Restate the listing below word for word, pictures excluded.

++++

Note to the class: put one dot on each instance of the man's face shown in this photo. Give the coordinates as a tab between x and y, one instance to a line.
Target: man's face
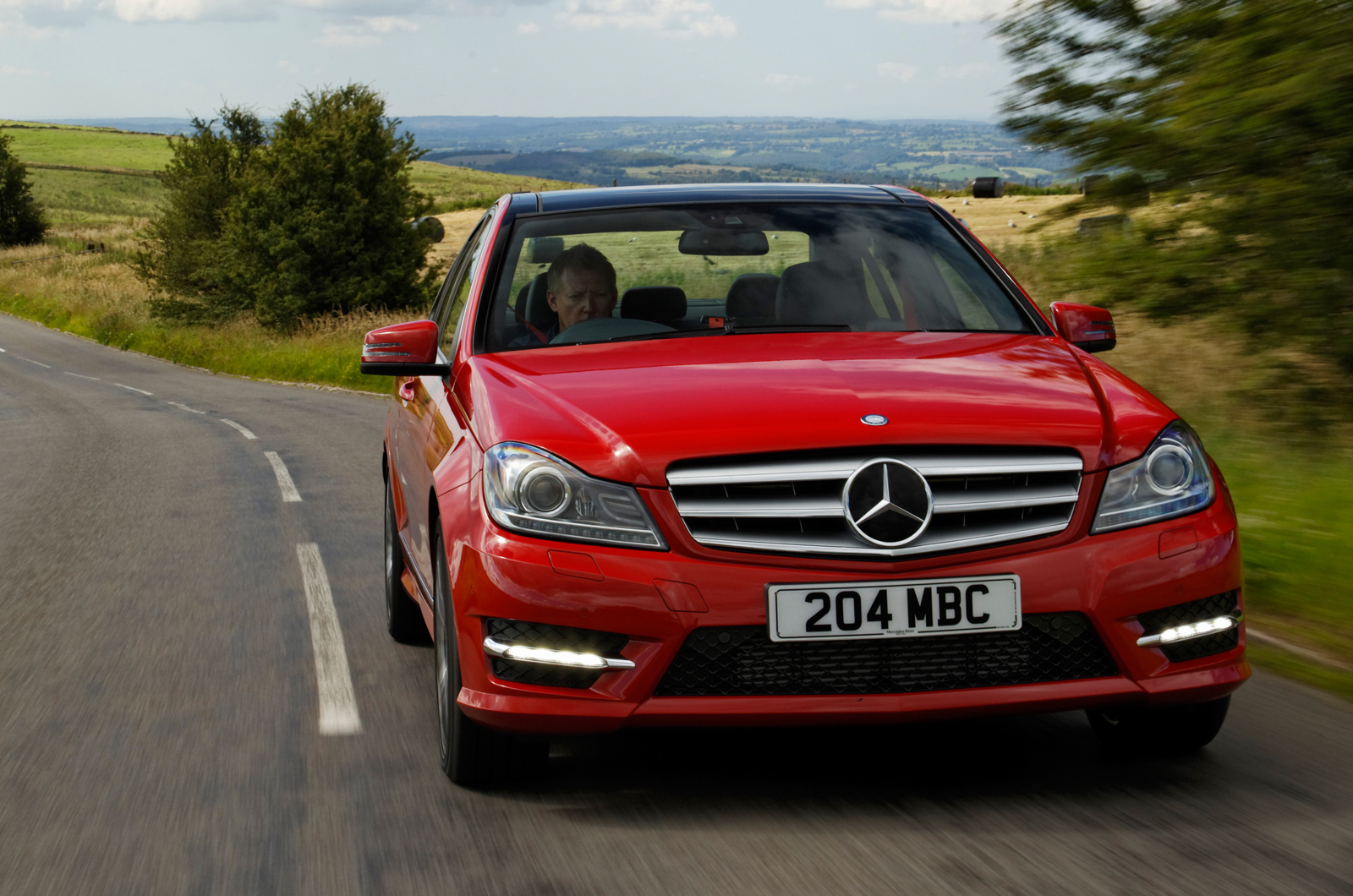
583	295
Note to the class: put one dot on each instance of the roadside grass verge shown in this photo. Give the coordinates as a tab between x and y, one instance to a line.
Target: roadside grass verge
98	297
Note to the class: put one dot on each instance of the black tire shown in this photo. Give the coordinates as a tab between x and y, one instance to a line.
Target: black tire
403	619
471	754
1160	731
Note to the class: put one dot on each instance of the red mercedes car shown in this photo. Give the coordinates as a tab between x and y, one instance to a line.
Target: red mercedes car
777	455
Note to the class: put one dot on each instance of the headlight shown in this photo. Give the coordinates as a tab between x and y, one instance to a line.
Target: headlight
1170	479
532	492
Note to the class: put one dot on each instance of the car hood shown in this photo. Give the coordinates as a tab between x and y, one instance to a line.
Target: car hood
627	410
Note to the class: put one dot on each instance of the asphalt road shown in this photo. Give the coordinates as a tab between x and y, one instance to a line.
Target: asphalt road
159	709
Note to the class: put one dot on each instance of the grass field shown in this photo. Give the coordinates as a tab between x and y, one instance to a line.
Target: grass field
96	295
95	146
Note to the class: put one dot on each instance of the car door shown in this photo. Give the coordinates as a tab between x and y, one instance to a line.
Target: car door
421	410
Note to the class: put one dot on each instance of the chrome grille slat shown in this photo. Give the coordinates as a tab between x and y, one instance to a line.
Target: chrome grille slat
795	505
998	500
928	465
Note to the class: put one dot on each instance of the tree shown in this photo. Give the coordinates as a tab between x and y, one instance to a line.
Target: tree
182	254
20	216
1242	112
321	224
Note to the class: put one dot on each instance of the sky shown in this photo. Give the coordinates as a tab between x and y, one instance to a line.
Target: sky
819	58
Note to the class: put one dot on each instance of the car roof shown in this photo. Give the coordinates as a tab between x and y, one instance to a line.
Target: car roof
681	194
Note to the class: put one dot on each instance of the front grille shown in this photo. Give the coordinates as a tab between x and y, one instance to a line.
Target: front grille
795	504
556	637
744	662
1156	621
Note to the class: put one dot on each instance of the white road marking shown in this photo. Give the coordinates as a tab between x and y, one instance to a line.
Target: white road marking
288	488
244	430
337	704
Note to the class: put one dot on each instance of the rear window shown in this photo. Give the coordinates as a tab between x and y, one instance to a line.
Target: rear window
707	271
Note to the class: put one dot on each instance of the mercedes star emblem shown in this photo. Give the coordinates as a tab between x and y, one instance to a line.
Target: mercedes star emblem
888	502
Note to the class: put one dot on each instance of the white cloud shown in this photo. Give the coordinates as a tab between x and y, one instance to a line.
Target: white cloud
786	81
364	34
928	11
31	17
389	24
680	18
958	72
896	71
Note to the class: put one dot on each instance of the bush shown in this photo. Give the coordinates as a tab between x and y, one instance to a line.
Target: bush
1237	114
182	254
304	218
321	224
20	216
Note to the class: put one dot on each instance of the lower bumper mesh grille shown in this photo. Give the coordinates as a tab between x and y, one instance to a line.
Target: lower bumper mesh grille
744	662
556	637
1213	607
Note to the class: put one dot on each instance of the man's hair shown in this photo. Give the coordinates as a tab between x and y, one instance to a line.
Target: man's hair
581	258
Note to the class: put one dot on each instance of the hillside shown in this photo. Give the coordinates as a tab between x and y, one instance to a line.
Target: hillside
101	175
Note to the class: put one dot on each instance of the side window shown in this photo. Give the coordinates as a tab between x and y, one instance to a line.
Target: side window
452	299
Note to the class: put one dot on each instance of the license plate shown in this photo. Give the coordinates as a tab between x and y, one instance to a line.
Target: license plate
913	608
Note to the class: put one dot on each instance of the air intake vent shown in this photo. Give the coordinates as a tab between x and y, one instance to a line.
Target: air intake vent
796	505
743	661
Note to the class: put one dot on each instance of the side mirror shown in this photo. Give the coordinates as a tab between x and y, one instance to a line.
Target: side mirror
1086	326
403	349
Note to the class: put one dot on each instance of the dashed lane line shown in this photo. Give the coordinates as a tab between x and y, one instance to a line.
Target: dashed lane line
288	488
337	704
244	430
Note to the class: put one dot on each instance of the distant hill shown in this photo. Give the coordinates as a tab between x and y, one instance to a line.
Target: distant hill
667	149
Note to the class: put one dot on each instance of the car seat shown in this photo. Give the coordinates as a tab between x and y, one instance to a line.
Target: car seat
658	303
816	292
751	299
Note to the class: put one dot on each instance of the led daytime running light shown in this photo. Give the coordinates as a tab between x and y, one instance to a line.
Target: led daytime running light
1191	631
550	657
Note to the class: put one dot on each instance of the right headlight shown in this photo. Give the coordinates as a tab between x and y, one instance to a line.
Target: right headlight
1169	481
532	492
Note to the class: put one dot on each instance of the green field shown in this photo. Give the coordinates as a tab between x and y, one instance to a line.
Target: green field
96	295
87	146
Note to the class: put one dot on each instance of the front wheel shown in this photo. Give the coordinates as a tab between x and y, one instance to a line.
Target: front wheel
470	753
1160	729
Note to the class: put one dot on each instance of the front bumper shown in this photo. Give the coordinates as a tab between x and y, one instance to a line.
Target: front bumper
658	598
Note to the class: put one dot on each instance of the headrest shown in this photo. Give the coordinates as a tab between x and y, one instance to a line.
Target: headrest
751	298
660	303
538	310
813	292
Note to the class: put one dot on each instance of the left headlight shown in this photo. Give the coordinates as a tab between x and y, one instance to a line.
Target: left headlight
1170	479
532	492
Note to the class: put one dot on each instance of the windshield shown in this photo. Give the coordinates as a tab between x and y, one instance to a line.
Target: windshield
720	271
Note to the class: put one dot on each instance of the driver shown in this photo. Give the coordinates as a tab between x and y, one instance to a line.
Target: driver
579	286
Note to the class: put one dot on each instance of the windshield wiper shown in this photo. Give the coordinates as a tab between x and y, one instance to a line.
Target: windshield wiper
788	328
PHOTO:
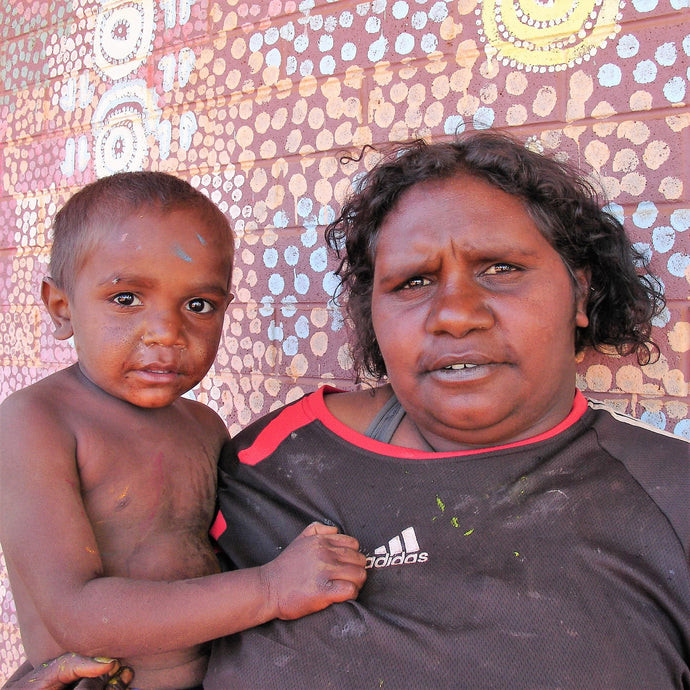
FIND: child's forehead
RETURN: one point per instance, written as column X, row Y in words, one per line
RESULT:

++++

▸ EXERCISE OUTPUT
Note to the class: put one dot on each instance of the man's face shown in this photo. Give the coordinates as a tab between x and y, one instance to a line.
Target: man's face
583	295
Note to the class: put one dot on each instance of the roadside grass verge shown in this photo. Give the coordinates as a tab between x and y, one instance to a line.
Target: roadside grass verge
98	297
Note to the class: put one dot on each instance of the black tire shown in this photo. Give the coordinates as a tab between x and y, one instance to a line.
Target: black tire
403	619
471	754
1160	731
Note to the class: put one dot on each instance of the red mercedes car shown in this photo. Give the coordinates as a tab between x and y, one instance to a line.
Target: red mercedes car
777	455
Note to the class: put one dot on each instance of the headlight shown in this photo. Give the coordinates as a tab between x and y, one instance to a line.
Target: headlight
1170	479
532	492
Note to the class: put one dot on each instance of the car hood shown in this photo. Give the coordinates as a tab between x and y, one instance to a line.
Target: car hood
627	410
Note to the class: put one dot on each instance of the asphalt road shown in this photo. Give the coordinates as a tab between x and y, one instance to a line.
Target: asphalt road
159	709
Note to the class: put one dot on each instance of the grass field shown in this photo. Give the coordinates as a tab between x and y, one instance to a line.
Target: grass field
96	295
95	146
Note to the class: put one dot on each instance of the car door shown in this photo. Give the coordinates as a tab between x and y, one instance to a line.
Target: car door
421	410
Note to the class: put one dot on each instance of the chrome grille slat shown in this photo. Give the coordinates as a tab between x and y, one instance to a line.
Target: chrome grille slat
795	505
998	500
928	465
Note to the class: put one dot on each instance of the tree shown in this photo. Give the coordinates as a tab between x and y, one instance to a line.
Target: tree
182	254
20	216
1242	112
321	224
Note to the class: put one dot on each instance of the sky shown in this photo. Give the coordinates as a tab between x and y, one instance to a line.
Target: sky
819	58
Note to the class: put one dot on each instance of the car roof shown in this photo. Give the coordinates as a tab between x and y, one instance to a line.
Target: car roof
681	194
Note to the class: put one dot on each instance of the front grille shown in this photo. Give the coordinates as a tab between x and y, one instance to a line.
Target: front grille
795	504
556	637
744	662
1156	621
Note to the class: put one dot on each instance of the white road marking shown in this photo. Give the coordinates as a tab between x and y, one instance to a line.
Target: white road marking
288	488
244	430
337	704
Note to the class: put one dot on each instance of the rear window shown in this photo. Give the coordinates as a tab between x and y, one instance to a line.
Target: rear window
707	271
Note to the class: put one dot on each instance of the mercedes star emblem shown in this photo. Give the coordinates as a tab between x and y, one instance to a line.
Target: mercedes star emblem
888	502
Note to the class: put one dot on each instance of the white cloud shown in this photo. Give the coordinates as a tab between x and y, one instance to a line.
Target: white cloud
786	81
364	34
928	11
31	17
389	24
680	18
958	72
896	71
Note to the class: put one dot on each instance of the bush shown in this photo. Give the coordinates as a tab between x and y, one instance to a line.
Target: bush
1237	114
182	254
304	218
321	224
20	216
Note to the class: put one dot on each instance of the lower bumper mesh grille shown in this photo. Give the coordinates as a tab between x and y, one instance to a line.
Target: lower bumper mesh grille
744	662
556	637
1213	607
Note to the class: put one dot on each instance of the man's hair shown in this photo. Give the coordinates as a tab between x and y, one instance to a line.
Target: man's hair
581	258
Note to the class: put one dot on each instance of the hillside shown in this photo. Give the coordinates as a tab between x and y, one instance to a line.
Target: hillside
101	175
Note to the class: put one dot on each instance of the side window shown in this photo. Give the coordinates as a tab between x and y, one instance to a line.
Target: side window
452	299
Note to the class: put one dot on each instance of the license plate shown in this photo. Give the coordinates as a tab between x and y, one instance to a line.
Target: license plate
913	608
Note to the class: put one dot on each instance of the air intake vent shown in this photo. Give the coordinates as a tab between x and y, one instance to a line.
Target: air intake vent
796	505
743	661
Note to the class: put one dot on each instance of the side mirror shown in this photo. Give the coordinates as a tab between x and y, one instance to a line.
Target: side mirror
1086	326
403	349
Note to the class: put one dot on each instance of the dashed lane line shown in this photo. Give the coordinates as a tab between x and y, one instance to a line.
Target: dashed lane line
288	488
337	704
244	430
Note to the class: put one dot on each instance of the distant hill shown in this photo. Give the coordinates as a tab between x and y, one instance to a line.
Target: distant hill
667	149
Note to the class: put one dot on each instance of the car seat shown in this photo. Give the coordinates as a tab between x and y, one instance to a line.
Target: car seat
658	303
816	292
751	299
Note to the class: put one dot on each instance of the led daytime running light shown in this photo. Give the coordinates as a tab between x and y, one instance to a line.
Target: led daytime running light
1191	631
550	657
Note to the class: put one dot on each instance of the right headlight shown in this photo. Give the coordinates as a tab between x and y, one instance to a line.
Target: right headlight
1169	481
532	492
Note to the class: put one dot on each instance of the green field shown in this photo. Give the coordinates as a tab between x and y, one instance to a line.
Target: green field
96	295
87	146
Note to the class: put one dot on each instance of the front wheel shown in this photo. Give the coordinates as a tab between x and y, one instance to a line.
Target: front wheel
470	753
1160	729
Note to the class: put one dot on each instance of the front bumper shown in this photo. Give the coordinates as a tab between x and y, one instance to a line.
Target: front bumper
658	598
Note to the class: put one dot on each instance of the headrest shown in this photo. Give the coordinates as a tab between x and y, one instance to a line.
Target: headrest
751	298
660	303
538	310
813	292
Note to the class: put one dot on each instance of the left headlight shown in this photo. Give the coordinates as a tab between x and y, one instance to a line.
Target: left headlight
1170	479
532	492
Note to the class: put one dot on each instance of the windshield shown in this photo. Give the coordinates as a tab between x and y, one instance to a line.
Target: windshield
720	271
Note to the class: put one dot on each instance of the driver shown in this photo. Give the coordinates as a tab between x and y, one instance to a line.
Target: driver
579	286
Note to the class: put one dot on each instance of the windshield wiper shown in this photo. Give the coordinates as a tab between x and y, one instance to a line.
Target: windshield wiper
788	328
PHOTO:
FIND: child's forehead
RETURN: one point per instance, written as column X, row Y in words, one per line
RESULT:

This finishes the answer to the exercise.